## EXERCISE TASKS
A) Answer these questions using the article on radon in home sales.
(i) What dollar figures for mitigation does the first speaker cite?
(ii) According to the EPA's Rowson, how many homes have been tested?
(iii) According to the industry group, how many homes were mitigated last year?
B) List every organization named in the article on radon in home sales.
C) Continue the article on radon in home sales from its last sentence.

She said sellers "have to disclose" radon levels above the EPA standard if they are aware of them. "It's not a big deal" to fix the problem, she said. "We're seeing numbers like $750 and $1,000 for mitigation. In the scheme of things, when you're selling a house for $300,000 or $500,000, what's a thousand dollars?"

Stephen Levey, a commercial real estate lawyer, was not put off when he had to pay for radon mitigation to sell his Bethesda house 18 months ago, but he was a bit surprised.

Levey said he had requested a test three years earlier when he bought the 35-year-old house. That test came in below the EPA threshold. "When we sold, the buyers asked for a test" because the woman was pregnant, he recalls. "And it came back something astronomical. We thought it must be a mistake, so we did another one."

When the second test also showed a level a couple times higher than the EPA's standard, "we just fixed it," Levey said. "I didn't have any problem doing it, I have two kids myself."

The real estate industry has been "the driver" in motivating people to test and mitigate, the EPA says.

"Nearly 20 million homes have been tested, about 700,000 homes have been mitigated and about a million new homes have been built with radon-resistant features," the EPA's Rowson said.

But EPA officials are among the first to admit that their campaigns often fall on deaf ears, especially for those not involved in selling or buying a house. There are about 110 million housing units in the United States today, and about 1.6 million new starts a year. Some realty agents add that even the sales process has not been a sure bet lately for tracking radon. In the recent overheated sales market, with buyers battling over a limited inventory of houses, some bidders waived all contingencies in sales contracts, including radon tests and home inspections, to get to the top of the heap.

"It's getting back to more normal now, but when people waive these tests, and particularly when they waive home inspections, that scares us to death," said Ruth Dickie, managing broker of Long & Foster's Bethesda Gateway office.

Those in the radon-testing and mitigation industry, however, say much more needs to be done to reach the American public.

In reaction to the EPA's public awareness campaign this month, the American Association of Radon Scientists and Technologists, an industry group, slammed the EPA and the Housing and Urban Development Department for not doing more.

The group said 10 million homes in the United States have levels of radon that exceed the EPA's radon safety standard and that every year 75,000 at-risk homes are being built. Meanwhile, the group says only 75,000 homes were mitigated last year.

Dataset entries
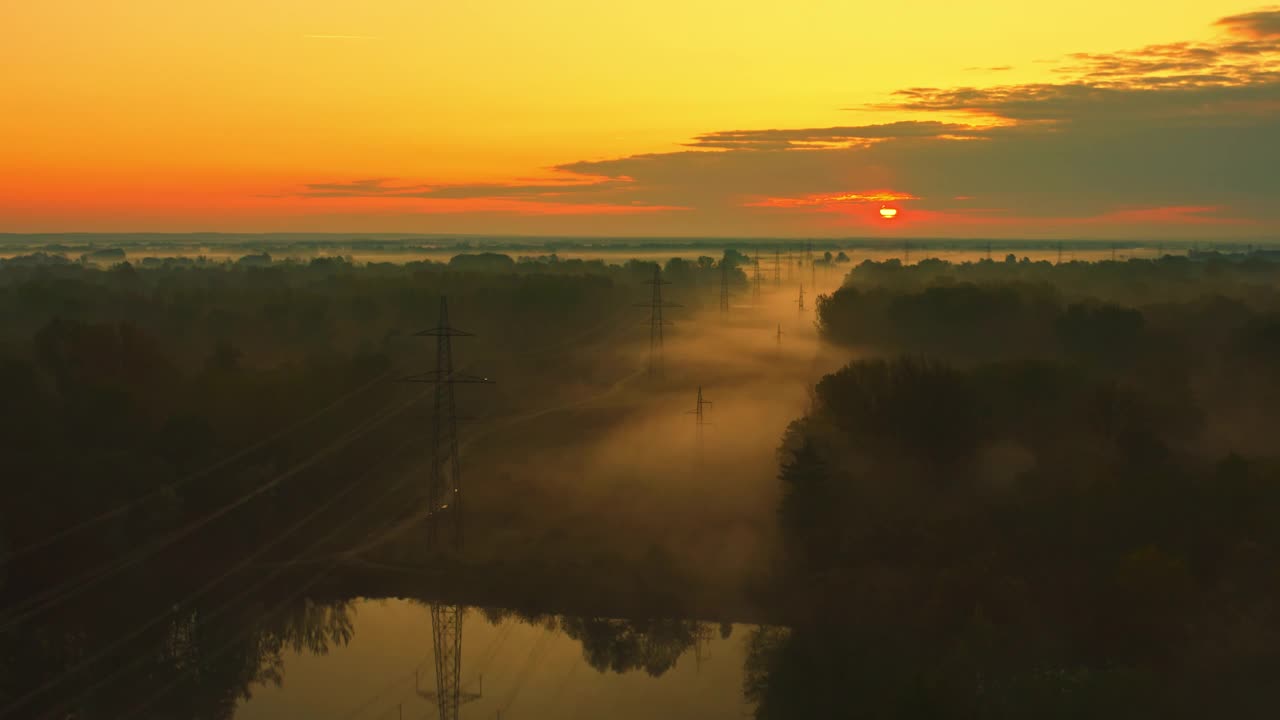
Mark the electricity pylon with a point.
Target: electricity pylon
(700, 419)
(755, 265)
(723, 287)
(656, 320)
(447, 641)
(444, 488)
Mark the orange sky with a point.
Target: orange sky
(277, 115)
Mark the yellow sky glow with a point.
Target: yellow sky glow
(151, 114)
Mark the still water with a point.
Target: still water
(549, 668)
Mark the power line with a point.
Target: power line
(215, 613)
(177, 484)
(444, 486)
(723, 268)
(656, 322)
(76, 586)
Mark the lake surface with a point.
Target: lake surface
(519, 668)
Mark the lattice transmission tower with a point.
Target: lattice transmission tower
(723, 287)
(447, 642)
(656, 322)
(444, 484)
(700, 418)
(755, 268)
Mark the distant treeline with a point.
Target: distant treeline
(1048, 491)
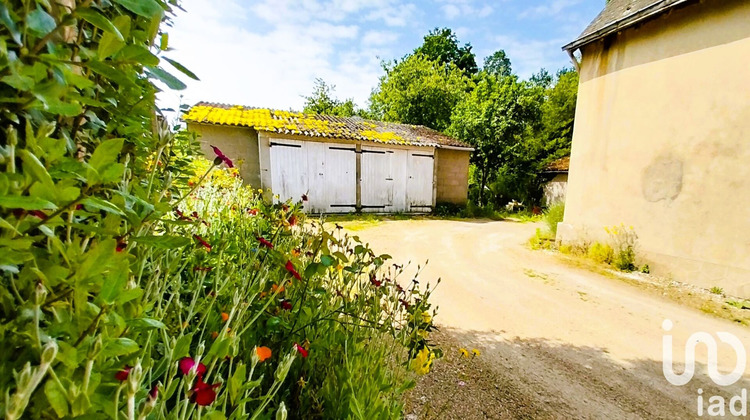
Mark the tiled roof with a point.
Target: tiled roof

## SOLVED PROBLEMS
A)
(i) $750 and $1,000
(ii) Nearly 20 million
(iii) 75,000

B) EPA; Housing and Urban Development Department; American Association of Radon Scientists and Technologists; Long & Foster

C)
Federal policy "seems impotent," the association said, because the program is mostly voluntary and because recommendations to test and mitigate "are seemingly ignored by HUD, a key federal agency responsible for the nation's housing, and many state lawmakers." The group seeks mandatory testing and mitigation for houses getting federally backed loans from the Federal Housing Administration and the Veterans Affairs Department loans and wants tax incentives "to drive this environmental solution."

"In 2003, the question is no longer whether radon kills, or whether radon causes lung cancer, but how long policymakers and regulators are going to ignore the fact that radon is killing Americans in the very homes where we believe our families are safe," said Peter Hendrick, executive director of the association.

Cole, the Rutgers professor, could not disagree more.

While radon testing "is automatically part of a real estate transaction" in New Jersey, where Cole teaches and where the EPA has mapped most counties as Zone 1 or Zone 2 areas, Cole said "it is not clear to me that . . . there have been a large number of lives that have been protected as a result of this practice."

Cole says he has long objected to the EPA's "alarmist presentations" and to the "media response that pretty much bought into it."

"The amount of publicity being given to it now, which is nearly zero, is quite appropriate," he said. "The truth is that I've written about a couple issues, such as bioterrorism, that we should be focusing on. We're about right with where our concerns should be -- much more on bioterrorism and much less on radon."